» WHAT YOU NEED TO DO
Go through the records below and copy out every line holding "beige".

» RECORDS SUPPLIED
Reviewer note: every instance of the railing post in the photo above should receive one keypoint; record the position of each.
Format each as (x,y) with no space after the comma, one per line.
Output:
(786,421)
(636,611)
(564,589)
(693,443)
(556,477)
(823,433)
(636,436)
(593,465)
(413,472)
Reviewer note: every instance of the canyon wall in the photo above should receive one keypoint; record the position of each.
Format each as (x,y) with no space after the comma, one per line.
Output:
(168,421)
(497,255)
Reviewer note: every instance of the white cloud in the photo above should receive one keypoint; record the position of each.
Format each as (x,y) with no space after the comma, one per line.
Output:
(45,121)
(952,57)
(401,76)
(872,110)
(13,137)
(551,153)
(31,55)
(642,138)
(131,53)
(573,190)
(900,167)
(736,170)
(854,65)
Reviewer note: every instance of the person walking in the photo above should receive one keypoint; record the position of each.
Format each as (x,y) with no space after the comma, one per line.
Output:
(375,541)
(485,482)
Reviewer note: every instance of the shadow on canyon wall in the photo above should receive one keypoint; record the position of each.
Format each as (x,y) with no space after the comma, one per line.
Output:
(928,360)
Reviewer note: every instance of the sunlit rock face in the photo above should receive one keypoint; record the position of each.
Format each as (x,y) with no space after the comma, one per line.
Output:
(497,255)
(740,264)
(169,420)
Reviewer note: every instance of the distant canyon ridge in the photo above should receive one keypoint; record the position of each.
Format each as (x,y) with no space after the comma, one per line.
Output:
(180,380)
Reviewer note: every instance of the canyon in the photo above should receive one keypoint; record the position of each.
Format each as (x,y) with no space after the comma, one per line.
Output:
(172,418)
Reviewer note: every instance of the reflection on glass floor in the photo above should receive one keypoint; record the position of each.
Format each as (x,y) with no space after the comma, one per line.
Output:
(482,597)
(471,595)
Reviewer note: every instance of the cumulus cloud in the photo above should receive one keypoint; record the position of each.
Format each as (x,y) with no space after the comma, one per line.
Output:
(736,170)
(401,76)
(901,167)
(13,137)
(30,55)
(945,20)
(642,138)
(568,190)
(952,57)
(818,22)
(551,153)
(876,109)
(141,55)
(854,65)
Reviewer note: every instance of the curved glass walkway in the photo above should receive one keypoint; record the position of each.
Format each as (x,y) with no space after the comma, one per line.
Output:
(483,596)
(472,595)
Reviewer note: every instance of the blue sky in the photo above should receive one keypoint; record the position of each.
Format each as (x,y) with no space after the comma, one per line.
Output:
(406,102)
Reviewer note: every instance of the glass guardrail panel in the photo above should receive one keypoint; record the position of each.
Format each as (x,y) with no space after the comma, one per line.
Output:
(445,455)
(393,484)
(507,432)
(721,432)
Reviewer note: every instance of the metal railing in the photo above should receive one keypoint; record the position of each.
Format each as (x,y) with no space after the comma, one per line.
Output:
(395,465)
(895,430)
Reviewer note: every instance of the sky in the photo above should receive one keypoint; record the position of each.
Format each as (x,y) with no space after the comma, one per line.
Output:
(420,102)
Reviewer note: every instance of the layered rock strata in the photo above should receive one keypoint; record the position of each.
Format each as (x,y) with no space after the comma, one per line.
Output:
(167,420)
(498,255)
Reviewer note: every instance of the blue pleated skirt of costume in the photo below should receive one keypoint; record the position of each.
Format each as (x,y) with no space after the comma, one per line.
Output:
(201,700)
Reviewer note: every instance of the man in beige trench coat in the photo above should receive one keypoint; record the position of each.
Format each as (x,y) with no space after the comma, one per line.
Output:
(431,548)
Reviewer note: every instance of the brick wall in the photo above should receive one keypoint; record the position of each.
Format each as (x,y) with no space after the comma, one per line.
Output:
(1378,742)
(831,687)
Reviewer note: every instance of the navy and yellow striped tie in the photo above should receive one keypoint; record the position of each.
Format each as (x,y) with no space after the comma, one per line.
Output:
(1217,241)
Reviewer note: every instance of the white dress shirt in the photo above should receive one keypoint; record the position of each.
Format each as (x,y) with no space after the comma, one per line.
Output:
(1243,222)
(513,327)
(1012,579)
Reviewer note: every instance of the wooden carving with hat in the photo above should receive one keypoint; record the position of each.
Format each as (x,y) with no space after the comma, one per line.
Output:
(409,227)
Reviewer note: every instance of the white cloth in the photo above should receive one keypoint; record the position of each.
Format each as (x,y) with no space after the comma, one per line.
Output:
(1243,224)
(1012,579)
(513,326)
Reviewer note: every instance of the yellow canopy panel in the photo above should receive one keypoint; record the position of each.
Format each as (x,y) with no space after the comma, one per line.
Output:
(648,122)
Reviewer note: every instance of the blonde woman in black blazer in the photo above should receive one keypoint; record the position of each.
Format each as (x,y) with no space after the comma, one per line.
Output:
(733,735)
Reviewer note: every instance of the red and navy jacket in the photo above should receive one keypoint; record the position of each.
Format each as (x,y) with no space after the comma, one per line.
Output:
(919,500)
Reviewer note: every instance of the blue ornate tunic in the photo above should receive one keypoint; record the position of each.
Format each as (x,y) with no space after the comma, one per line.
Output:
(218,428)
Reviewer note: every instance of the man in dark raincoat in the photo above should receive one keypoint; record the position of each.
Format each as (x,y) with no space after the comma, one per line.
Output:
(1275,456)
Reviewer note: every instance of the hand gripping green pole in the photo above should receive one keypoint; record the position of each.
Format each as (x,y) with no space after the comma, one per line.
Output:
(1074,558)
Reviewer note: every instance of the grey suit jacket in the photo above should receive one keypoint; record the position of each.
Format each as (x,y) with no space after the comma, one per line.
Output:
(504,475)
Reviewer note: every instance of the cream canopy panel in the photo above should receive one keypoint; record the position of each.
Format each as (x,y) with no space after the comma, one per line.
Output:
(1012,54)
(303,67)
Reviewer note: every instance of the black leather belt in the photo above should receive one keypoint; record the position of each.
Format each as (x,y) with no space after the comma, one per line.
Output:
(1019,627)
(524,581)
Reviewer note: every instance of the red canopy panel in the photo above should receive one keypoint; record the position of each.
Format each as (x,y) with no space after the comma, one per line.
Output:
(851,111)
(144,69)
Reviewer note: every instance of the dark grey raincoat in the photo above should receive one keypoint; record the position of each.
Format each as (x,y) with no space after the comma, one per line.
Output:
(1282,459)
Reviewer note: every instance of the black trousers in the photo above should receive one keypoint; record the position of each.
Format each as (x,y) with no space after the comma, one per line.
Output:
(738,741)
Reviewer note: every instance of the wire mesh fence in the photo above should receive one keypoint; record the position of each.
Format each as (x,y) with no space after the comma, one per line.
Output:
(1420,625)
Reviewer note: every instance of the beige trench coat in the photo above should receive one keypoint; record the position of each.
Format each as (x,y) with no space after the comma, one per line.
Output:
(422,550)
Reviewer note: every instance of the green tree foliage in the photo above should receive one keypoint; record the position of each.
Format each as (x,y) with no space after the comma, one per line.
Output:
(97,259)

» RESPONSE TO THIS EXERCISE
Reviewer note: every instance of the man in beige trench coat in the photo above should receive one keypoint; record the position of each.
Reviewer note: every instance of the beige trench coat in the photo above should receive one keypoint; record the position of each.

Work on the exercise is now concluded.